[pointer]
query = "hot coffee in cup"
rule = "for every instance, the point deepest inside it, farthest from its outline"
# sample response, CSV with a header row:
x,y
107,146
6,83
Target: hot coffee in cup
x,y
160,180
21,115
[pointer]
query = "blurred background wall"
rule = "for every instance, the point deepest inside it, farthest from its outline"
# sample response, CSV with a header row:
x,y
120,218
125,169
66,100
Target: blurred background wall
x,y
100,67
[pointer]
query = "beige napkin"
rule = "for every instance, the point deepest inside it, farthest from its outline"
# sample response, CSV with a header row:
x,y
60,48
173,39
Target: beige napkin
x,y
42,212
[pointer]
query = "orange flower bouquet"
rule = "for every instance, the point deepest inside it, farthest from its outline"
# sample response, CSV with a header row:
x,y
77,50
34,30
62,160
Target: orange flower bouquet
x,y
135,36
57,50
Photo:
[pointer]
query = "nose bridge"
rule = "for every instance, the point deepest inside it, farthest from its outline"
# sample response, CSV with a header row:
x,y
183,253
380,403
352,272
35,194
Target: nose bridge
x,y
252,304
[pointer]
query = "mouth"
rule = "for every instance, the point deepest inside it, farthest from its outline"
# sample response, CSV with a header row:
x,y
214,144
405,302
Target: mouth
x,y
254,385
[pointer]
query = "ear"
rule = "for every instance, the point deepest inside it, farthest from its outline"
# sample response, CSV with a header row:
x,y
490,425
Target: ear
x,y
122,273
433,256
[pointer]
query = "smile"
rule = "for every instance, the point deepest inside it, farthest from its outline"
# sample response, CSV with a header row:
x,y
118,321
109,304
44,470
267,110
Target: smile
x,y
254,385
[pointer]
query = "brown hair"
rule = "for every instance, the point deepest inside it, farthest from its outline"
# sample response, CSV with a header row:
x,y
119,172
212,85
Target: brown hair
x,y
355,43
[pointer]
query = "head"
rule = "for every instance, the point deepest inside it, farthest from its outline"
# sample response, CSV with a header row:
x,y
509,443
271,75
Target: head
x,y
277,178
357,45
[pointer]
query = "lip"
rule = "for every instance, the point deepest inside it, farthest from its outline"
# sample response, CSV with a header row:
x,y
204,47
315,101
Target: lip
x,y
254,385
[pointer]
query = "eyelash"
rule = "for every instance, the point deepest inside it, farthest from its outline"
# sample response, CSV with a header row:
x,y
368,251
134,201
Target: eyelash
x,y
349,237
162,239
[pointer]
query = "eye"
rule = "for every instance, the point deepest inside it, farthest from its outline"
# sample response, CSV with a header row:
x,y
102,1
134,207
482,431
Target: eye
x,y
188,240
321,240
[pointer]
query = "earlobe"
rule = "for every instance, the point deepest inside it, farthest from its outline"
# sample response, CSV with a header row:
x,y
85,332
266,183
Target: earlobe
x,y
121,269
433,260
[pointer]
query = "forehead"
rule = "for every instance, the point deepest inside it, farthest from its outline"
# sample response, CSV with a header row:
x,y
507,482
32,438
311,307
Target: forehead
= = = = = = =
● WORK TO BE COMPLETED
Retype the whole listing above, line for line and exactly.

● FINAL ANSWER
[pointer]
query = "hot coffee in cup"
rule = "for every instance, the point deepest inside it, farthest from its outline"
# sample response, CSV with a header row:
x,y
107,146
6,83
Target: hot coffee in cup
x,y
160,180
21,115
[pointer]
query = "blurred background wall"
rule = "for every instance, the point deepest inside it, farthest from its outline"
# sample response, CSV with a header row:
x,y
120,218
125,169
66,100
Target: blurred background wall
x,y
100,67
[pointer]
query = "beige napkin"
rule = "for every instance, the point deepest inside it, farthest from its outline"
# sample response, CSV with a header row:
x,y
60,48
173,39
Target: beige napkin
x,y
42,212
[pointer]
query = "orange flower bouquet"
rule = "for every instance, the point deepest inside it, farthest from its outline"
# sample response, CSV with a header row:
x,y
77,50
34,30
62,160
Target: orange flower bouquet
x,y
135,36
57,50
Photo:
[pointer]
query = "nose bridge"
rule = "for every instance, the point deepest inside it, farthest from its outline"
# sample response, CSV with a header row:
x,y
183,253
380,403
352,272
35,194
Target: nose bridge
x,y
252,304
[pointer]
query = "mouth"
rule = "for every instance, the point deepest inside it, farthest from its outline"
# sample response, CSV with a header row:
x,y
214,144
405,302
Target: mouth
x,y
254,385
[pointer]
query = "ear"
rule = "for every instance, the point deepest inside it, farthest from its outline"
# sample response, CSV with a header row:
x,y
490,425
Target: ear
x,y
122,273
433,256
[pointer]
query = "smile"
rule = "for every instance, the point deepest inside it, farthest from its outline"
# sample response, CSV with a header row:
x,y
118,321
109,304
44,470
267,110
Target: smile
x,y
254,385
[pointer]
query = "brown hair"
rule = "for every instance, the point deepest inside it, farthest from its outline"
# sample response, CSV with a header row:
x,y
119,172
212,85
Target: brown hair
x,y
355,43
[pointer]
query = "head"
rule = "for every instance, the point deepest inside it, farthest from its outline"
# sample response, CSV with a header row:
x,y
509,443
271,75
Target: head
x,y
277,178
357,45
[pointer]
query = "lip"
rule = "for every instance, the point deepest inside it, farthest from its outline"
# sample response, CSV with a header row:
x,y
204,47
315,101
Target: lip
x,y
254,385
[pointer]
query = "eyelash"
rule = "for every instance, the point deepest inside it, farthest from its outline"
# sample response, CSV with a header row:
x,y
368,251
134,201
Target: eyelash
x,y
349,237
162,239
[pointer]
query = "eye"
rule = "for every instance, the point deepest inside it, farthest from its outline"
# sample response, CSV with a header row:
x,y
102,1
134,207
482,431
Target: eye
x,y
188,240
321,240
[pointer]
query = "earlobe"
rule = "for every instance, the point deepest inside it, farthest from its outline"
# sample response, CSV with a header row:
x,y
85,332
266,183
Target: earlobe
x,y
121,269
433,260
[pointer]
query = "forehead"
rule = "for every instance, the point deepest inside it, farthest from its outline"
# sample response, CSV with a header row:
x,y
507,482
32,438
311,307
Target: forehead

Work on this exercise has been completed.